» **TASK DESCRIPTION**: Please return all of the entries below exactly as they are written.

» **AVAILABLE RECORDS**:

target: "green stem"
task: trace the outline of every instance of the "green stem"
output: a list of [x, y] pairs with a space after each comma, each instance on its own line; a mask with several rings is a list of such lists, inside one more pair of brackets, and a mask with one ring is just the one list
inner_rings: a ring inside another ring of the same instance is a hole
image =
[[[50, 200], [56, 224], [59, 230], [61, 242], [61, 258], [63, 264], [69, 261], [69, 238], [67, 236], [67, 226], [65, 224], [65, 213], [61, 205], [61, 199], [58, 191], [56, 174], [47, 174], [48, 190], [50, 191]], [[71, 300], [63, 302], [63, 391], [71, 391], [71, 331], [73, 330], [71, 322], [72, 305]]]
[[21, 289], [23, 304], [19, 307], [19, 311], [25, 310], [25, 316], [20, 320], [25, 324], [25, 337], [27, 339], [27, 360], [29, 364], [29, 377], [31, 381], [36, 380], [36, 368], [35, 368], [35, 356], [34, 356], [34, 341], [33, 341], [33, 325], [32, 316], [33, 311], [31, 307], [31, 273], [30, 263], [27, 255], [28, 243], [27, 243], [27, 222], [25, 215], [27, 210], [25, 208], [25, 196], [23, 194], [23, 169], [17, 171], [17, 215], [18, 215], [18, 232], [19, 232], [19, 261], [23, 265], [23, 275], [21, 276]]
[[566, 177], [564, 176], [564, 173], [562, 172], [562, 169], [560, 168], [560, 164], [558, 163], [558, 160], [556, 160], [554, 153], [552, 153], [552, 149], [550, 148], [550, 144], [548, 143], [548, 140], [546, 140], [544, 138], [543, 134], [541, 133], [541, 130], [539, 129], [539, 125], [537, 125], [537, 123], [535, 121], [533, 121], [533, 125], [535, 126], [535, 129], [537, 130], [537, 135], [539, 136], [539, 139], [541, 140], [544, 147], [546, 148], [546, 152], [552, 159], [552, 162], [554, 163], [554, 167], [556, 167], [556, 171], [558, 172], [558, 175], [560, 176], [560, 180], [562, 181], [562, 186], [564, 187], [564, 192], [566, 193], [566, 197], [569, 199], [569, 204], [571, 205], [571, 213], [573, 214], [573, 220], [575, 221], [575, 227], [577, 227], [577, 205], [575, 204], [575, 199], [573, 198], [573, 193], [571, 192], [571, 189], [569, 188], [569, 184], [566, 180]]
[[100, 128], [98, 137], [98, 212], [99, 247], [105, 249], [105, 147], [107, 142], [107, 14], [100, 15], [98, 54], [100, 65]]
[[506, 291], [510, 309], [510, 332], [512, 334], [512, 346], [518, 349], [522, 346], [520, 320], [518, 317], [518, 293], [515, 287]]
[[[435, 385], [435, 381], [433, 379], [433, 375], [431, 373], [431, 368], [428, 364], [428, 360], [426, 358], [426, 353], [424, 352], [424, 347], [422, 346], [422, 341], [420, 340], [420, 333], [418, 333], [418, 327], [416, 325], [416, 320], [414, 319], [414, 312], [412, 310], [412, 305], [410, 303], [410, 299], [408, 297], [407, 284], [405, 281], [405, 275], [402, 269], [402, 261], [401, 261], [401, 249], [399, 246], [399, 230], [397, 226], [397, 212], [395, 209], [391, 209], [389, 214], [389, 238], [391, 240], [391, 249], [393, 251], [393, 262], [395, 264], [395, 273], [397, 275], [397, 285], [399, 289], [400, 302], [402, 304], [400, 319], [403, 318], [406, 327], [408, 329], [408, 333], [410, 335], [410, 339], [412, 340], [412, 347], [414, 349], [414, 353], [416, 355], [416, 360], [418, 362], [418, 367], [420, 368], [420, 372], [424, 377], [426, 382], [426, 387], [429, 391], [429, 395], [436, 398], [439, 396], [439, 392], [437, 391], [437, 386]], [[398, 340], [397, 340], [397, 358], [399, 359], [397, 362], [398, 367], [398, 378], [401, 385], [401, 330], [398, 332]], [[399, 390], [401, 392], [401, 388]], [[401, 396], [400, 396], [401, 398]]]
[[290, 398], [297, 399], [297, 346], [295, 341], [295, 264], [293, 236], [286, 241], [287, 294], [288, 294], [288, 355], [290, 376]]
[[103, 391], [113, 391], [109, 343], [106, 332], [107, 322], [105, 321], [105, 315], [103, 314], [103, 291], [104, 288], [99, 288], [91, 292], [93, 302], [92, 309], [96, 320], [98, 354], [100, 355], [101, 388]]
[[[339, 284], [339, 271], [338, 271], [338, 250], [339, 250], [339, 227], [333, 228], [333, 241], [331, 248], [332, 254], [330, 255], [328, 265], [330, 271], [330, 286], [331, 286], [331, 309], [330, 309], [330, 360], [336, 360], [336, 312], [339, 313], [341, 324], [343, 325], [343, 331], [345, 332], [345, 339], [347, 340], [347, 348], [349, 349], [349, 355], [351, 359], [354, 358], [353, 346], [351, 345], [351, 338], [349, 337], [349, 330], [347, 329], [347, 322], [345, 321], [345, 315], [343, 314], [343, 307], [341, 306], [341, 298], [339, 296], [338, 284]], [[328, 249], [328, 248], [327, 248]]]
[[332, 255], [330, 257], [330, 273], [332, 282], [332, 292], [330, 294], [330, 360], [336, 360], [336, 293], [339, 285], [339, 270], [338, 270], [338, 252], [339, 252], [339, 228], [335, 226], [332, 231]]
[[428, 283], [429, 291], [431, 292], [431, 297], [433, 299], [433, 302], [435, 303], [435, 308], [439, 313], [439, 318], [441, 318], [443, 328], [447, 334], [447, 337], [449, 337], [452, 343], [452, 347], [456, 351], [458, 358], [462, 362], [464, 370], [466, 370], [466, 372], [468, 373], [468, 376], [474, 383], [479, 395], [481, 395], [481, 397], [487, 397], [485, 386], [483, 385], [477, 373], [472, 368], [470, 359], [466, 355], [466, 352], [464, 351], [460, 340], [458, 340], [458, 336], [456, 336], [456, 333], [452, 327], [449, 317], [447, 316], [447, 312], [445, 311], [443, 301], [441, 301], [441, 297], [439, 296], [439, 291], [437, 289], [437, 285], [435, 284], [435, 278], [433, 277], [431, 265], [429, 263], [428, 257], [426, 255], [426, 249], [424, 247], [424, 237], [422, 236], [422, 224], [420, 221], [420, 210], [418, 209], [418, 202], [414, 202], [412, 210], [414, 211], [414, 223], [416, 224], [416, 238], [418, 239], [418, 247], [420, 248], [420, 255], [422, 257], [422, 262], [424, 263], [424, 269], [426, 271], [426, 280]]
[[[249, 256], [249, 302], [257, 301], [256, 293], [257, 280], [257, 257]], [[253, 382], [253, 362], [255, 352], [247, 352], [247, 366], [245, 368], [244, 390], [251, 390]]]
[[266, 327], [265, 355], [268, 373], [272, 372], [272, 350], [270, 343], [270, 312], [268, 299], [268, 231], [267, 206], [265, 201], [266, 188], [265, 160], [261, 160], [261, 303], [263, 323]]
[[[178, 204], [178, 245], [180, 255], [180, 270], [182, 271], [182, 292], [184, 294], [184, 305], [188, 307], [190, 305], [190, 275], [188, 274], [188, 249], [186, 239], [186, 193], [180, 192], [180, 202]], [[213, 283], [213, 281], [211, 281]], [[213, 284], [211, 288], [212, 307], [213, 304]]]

» **ANSWER AREA**:
target: "green stem"
task: trace the outline of every instance of the "green stem"
output: a list of [x, y] pairs with a space after each comma, each instance on its own line; a mask with several rings is a list of such lists, inside one more pair of brackets, and a mask with one ring is just the one list
inner_rings: a ring inside another ring of the same instance is a hole
image =
[[[50, 200], [56, 224], [59, 230], [61, 242], [61, 258], [63, 264], [69, 261], [69, 238], [67, 236], [67, 226], [65, 224], [65, 213], [61, 205], [61, 199], [58, 191], [56, 174], [47, 174], [48, 190], [50, 191]], [[71, 300], [63, 302], [63, 391], [71, 391], [71, 331], [73, 330], [71, 322], [72, 305]]]
[[21, 289], [23, 304], [19, 307], [19, 311], [25, 310], [25, 316], [20, 320], [25, 324], [25, 337], [27, 339], [27, 360], [29, 364], [29, 377], [31, 381], [36, 380], [36, 368], [35, 368], [35, 356], [34, 356], [34, 341], [33, 341], [33, 325], [32, 316], [33, 311], [31, 307], [31, 273], [30, 263], [27, 255], [28, 243], [27, 243], [27, 222], [25, 215], [27, 210], [25, 208], [25, 196], [23, 194], [23, 169], [17, 171], [17, 215], [18, 215], [18, 232], [19, 232], [19, 261], [23, 265], [23, 275], [21, 276]]
[[566, 177], [564, 176], [564, 173], [562, 172], [562, 169], [560, 168], [560, 164], [558, 163], [558, 160], [556, 160], [554, 153], [552, 153], [552, 149], [550, 148], [550, 144], [548, 143], [548, 140], [546, 140], [544, 138], [543, 134], [541, 133], [541, 130], [539, 129], [539, 125], [537, 125], [537, 123], [535, 121], [533, 121], [533, 125], [535, 126], [535, 129], [537, 130], [537, 135], [539, 136], [539, 139], [541, 140], [544, 147], [546, 148], [546, 152], [552, 159], [552, 162], [554, 163], [554, 167], [556, 167], [556, 171], [558, 172], [558, 175], [560, 176], [560, 180], [562, 181], [562, 186], [564, 187], [564, 192], [566, 193], [566, 197], [569, 199], [569, 204], [571, 205], [571, 213], [573, 214], [573, 220], [575, 221], [575, 227], [577, 227], [577, 205], [575, 204], [575, 199], [573, 198], [573, 193], [571, 192], [571, 189], [569, 188], [569, 184], [566, 180]]
[[100, 128], [98, 137], [98, 212], [99, 247], [105, 249], [105, 147], [107, 142], [107, 14], [100, 15], [98, 54], [100, 65]]
[[506, 291], [510, 309], [510, 332], [512, 334], [512, 346], [518, 349], [522, 346], [520, 320], [518, 317], [518, 293], [515, 287]]
[[[435, 385], [435, 381], [433, 379], [433, 375], [431, 373], [431, 368], [428, 364], [428, 360], [426, 358], [426, 353], [424, 352], [424, 347], [422, 346], [422, 341], [420, 340], [420, 333], [418, 333], [418, 327], [416, 325], [416, 320], [414, 319], [414, 312], [412, 310], [412, 305], [410, 303], [410, 299], [408, 297], [407, 284], [405, 281], [405, 275], [402, 269], [402, 261], [401, 261], [401, 249], [399, 246], [399, 230], [397, 226], [397, 212], [395, 209], [391, 209], [389, 214], [389, 238], [391, 240], [391, 249], [393, 251], [393, 262], [395, 264], [395, 273], [397, 275], [397, 285], [399, 289], [400, 302], [402, 304], [400, 319], [403, 318], [406, 327], [408, 329], [408, 333], [410, 335], [410, 339], [412, 340], [412, 347], [414, 349], [414, 353], [416, 355], [416, 360], [418, 362], [418, 367], [420, 368], [420, 372], [424, 377], [426, 382], [426, 387], [429, 391], [429, 395], [436, 398], [439, 396], [439, 392], [437, 391], [437, 386]], [[398, 340], [397, 340], [397, 358], [399, 359], [397, 362], [398, 367], [398, 378], [401, 385], [401, 330], [398, 332]], [[399, 390], [401, 392], [401, 388]], [[401, 396], [400, 396], [401, 398]]]
[[290, 398], [297, 399], [297, 346], [295, 341], [295, 264], [293, 236], [286, 241], [287, 294], [288, 294], [288, 355], [290, 376]]
[[103, 391], [113, 391], [109, 343], [106, 332], [107, 322], [105, 321], [105, 315], [103, 314], [103, 291], [104, 288], [99, 288], [91, 292], [93, 302], [92, 309], [96, 320], [98, 354], [100, 355], [101, 388]]
[[[339, 284], [339, 271], [338, 271], [338, 250], [339, 250], [339, 227], [333, 228], [333, 241], [331, 248], [332, 254], [330, 255], [328, 265], [330, 271], [330, 286], [331, 286], [331, 309], [330, 309], [330, 360], [336, 360], [336, 312], [339, 313], [341, 324], [343, 325], [343, 331], [345, 332], [345, 339], [347, 340], [347, 348], [349, 349], [349, 355], [351, 359], [354, 358], [353, 346], [351, 345], [351, 338], [349, 337], [349, 330], [347, 329], [347, 322], [345, 321], [345, 315], [343, 314], [343, 307], [341, 306], [341, 298], [339, 296], [338, 284]], [[328, 249], [328, 248], [327, 248]]]
[[332, 255], [330, 257], [330, 273], [332, 282], [332, 292], [330, 294], [330, 360], [336, 360], [336, 293], [339, 285], [339, 270], [338, 270], [338, 252], [339, 252], [339, 228], [335, 226], [332, 231]]
[[428, 283], [429, 291], [431, 292], [431, 297], [433, 299], [433, 302], [435, 303], [435, 308], [439, 313], [439, 318], [441, 318], [443, 328], [447, 334], [447, 337], [449, 337], [452, 343], [452, 347], [456, 351], [458, 358], [462, 362], [464, 370], [466, 370], [466, 372], [468, 373], [468, 376], [474, 383], [479, 395], [481, 395], [481, 397], [487, 397], [485, 386], [483, 385], [477, 373], [472, 368], [470, 359], [466, 355], [466, 352], [464, 351], [460, 340], [458, 340], [458, 336], [456, 336], [456, 333], [452, 327], [449, 317], [447, 316], [447, 312], [445, 311], [443, 301], [441, 301], [441, 297], [439, 296], [439, 291], [437, 289], [437, 285], [435, 284], [435, 278], [433, 277], [431, 265], [429, 263], [428, 257], [426, 255], [426, 249], [424, 247], [424, 237], [422, 236], [422, 224], [420, 221], [420, 210], [418, 209], [418, 202], [414, 202], [412, 210], [414, 211], [414, 223], [416, 224], [416, 238], [418, 239], [418, 247], [420, 248], [420, 255], [422, 257], [422, 262], [424, 263], [424, 269], [426, 271], [426, 280]]
[[[249, 256], [249, 302], [257, 301], [256, 293], [257, 280], [257, 257]], [[253, 382], [253, 362], [255, 352], [247, 352], [247, 366], [245, 368], [244, 390], [251, 390]]]
[[266, 327], [265, 355], [268, 373], [272, 372], [272, 350], [270, 343], [270, 312], [268, 299], [268, 231], [267, 206], [265, 201], [266, 188], [265, 160], [261, 160], [261, 303], [263, 323]]
[[[178, 204], [178, 245], [180, 255], [180, 270], [182, 271], [182, 292], [184, 294], [184, 305], [188, 307], [190, 305], [190, 275], [188, 274], [188, 249], [186, 239], [186, 193], [180, 192], [180, 202]], [[213, 283], [213, 281], [211, 281]], [[213, 284], [211, 288], [212, 307], [213, 304]]]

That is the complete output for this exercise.